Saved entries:
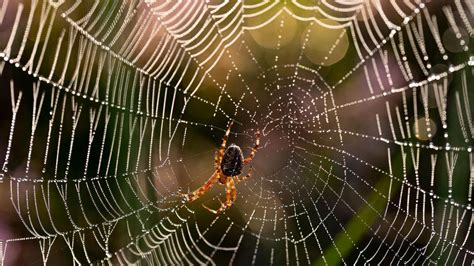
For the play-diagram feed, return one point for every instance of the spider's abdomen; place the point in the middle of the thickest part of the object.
(232, 161)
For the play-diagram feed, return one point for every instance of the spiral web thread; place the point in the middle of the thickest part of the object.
(104, 104)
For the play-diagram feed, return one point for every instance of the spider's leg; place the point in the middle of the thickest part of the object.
(254, 149)
(240, 179)
(231, 195)
(224, 141)
(204, 188)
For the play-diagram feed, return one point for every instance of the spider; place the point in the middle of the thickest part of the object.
(228, 164)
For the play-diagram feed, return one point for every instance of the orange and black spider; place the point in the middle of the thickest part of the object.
(228, 164)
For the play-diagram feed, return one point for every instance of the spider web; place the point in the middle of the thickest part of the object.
(109, 109)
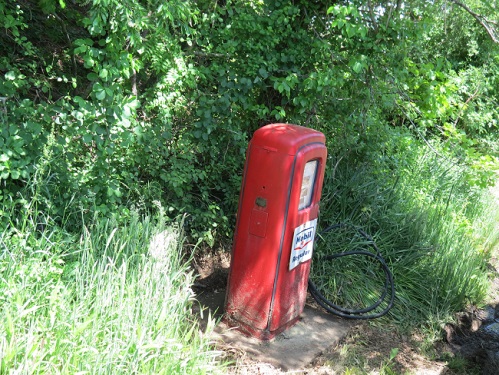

TASK DETAILS: Pick out and copy each line in the items above that contains the word "orange". Case counts.

SOLUTION BELOW:
For the play-diagram feed, return one point for every instance of the orange and black spider; place the point in the middle of the thickest part of the object.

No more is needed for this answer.